* **WHAT TO DO**: Locate every line in the entries below that contains the word "electrical", and copy each of those lines. Case counts.

* **Dataset rows**:
• • • •

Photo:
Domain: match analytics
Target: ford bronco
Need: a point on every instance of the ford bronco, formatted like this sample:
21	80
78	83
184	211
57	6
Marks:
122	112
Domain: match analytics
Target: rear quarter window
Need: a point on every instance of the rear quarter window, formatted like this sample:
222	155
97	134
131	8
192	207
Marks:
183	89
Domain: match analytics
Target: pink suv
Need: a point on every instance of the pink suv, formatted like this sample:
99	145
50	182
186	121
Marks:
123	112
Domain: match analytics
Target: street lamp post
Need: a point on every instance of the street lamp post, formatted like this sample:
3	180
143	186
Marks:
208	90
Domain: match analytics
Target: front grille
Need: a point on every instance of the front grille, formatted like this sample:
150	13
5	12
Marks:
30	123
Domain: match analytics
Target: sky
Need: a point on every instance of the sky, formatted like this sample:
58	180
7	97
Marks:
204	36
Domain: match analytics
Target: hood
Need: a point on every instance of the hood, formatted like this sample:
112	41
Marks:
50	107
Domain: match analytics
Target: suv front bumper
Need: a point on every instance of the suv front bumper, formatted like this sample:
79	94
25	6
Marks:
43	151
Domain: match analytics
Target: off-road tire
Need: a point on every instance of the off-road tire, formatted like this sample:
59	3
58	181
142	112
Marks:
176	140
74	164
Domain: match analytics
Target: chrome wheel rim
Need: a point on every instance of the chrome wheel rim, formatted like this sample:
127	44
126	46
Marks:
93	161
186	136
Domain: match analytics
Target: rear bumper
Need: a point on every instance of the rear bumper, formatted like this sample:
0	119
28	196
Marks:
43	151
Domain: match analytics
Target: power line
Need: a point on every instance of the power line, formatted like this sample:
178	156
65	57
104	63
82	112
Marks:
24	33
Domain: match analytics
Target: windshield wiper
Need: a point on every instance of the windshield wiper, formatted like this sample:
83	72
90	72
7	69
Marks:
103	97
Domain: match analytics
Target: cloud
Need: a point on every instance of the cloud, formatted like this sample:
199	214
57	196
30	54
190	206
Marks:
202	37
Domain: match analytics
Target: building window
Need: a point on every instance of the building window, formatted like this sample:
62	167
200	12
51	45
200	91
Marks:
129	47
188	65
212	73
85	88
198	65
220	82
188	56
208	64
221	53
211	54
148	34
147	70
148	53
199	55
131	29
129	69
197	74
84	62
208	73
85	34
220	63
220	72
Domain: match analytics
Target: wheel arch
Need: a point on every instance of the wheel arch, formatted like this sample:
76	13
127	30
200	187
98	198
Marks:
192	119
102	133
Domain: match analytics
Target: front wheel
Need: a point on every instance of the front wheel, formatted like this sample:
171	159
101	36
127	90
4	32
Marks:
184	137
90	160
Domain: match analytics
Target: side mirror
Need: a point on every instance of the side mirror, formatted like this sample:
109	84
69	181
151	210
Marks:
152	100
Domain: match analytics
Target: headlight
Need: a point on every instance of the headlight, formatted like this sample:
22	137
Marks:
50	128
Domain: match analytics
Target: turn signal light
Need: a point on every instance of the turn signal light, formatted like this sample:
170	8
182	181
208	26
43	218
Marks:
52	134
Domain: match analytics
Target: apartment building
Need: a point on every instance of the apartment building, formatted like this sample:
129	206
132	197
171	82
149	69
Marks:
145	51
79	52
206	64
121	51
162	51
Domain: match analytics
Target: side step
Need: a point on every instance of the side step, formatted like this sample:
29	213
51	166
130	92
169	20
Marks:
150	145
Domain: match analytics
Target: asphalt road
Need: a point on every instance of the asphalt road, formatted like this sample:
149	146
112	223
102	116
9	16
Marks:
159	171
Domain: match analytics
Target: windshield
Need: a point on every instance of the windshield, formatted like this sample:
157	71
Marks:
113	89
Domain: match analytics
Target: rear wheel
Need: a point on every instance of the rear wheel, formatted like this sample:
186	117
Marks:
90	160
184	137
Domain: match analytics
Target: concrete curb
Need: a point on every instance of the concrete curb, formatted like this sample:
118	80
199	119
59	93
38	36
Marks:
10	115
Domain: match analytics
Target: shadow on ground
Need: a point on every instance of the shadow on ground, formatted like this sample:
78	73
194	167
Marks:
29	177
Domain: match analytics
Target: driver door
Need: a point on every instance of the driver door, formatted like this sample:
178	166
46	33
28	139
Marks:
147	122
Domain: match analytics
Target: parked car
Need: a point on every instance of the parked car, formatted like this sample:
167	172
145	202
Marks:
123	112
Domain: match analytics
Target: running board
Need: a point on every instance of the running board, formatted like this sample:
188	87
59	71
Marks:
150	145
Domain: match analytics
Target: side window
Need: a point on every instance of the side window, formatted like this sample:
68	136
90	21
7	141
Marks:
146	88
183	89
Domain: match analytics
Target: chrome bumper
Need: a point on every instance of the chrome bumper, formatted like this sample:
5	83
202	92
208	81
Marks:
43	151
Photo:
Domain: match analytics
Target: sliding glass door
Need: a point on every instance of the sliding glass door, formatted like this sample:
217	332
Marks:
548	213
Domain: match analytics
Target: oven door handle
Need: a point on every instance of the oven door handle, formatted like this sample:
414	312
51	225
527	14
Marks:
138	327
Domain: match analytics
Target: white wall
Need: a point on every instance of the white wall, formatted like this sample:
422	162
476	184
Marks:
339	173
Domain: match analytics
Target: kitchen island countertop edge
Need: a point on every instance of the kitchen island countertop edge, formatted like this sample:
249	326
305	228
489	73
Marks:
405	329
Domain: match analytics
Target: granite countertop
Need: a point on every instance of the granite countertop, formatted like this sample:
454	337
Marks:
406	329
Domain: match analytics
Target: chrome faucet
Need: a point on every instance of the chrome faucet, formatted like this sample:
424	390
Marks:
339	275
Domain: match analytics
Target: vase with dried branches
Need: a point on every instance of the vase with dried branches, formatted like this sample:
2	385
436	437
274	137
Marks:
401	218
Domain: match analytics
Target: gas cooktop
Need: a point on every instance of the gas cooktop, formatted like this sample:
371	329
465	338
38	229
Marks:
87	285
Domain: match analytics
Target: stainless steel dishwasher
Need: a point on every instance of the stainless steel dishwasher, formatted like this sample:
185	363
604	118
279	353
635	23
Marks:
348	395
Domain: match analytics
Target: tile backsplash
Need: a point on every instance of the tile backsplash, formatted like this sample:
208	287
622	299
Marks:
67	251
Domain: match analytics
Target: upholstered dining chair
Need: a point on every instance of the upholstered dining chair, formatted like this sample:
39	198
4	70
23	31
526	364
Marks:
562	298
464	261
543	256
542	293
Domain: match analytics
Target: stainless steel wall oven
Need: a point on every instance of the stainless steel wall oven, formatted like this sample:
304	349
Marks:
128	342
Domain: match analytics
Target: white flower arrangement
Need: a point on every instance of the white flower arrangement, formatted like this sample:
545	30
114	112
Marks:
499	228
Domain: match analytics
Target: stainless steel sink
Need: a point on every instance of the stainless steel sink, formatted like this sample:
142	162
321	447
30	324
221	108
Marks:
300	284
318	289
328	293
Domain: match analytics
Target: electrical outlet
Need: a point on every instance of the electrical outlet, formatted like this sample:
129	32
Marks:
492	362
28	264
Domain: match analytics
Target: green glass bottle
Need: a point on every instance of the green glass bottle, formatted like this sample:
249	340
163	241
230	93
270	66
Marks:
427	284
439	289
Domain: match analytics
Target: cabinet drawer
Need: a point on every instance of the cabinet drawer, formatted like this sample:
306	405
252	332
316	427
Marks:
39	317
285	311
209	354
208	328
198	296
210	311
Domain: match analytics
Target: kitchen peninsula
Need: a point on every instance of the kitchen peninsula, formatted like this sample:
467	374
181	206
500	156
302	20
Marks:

• • • •

* **WRITTEN RESPONSE**:
Target: electrical outlet
Need: a point on every instance of the electrical outlet, formatted like this sample:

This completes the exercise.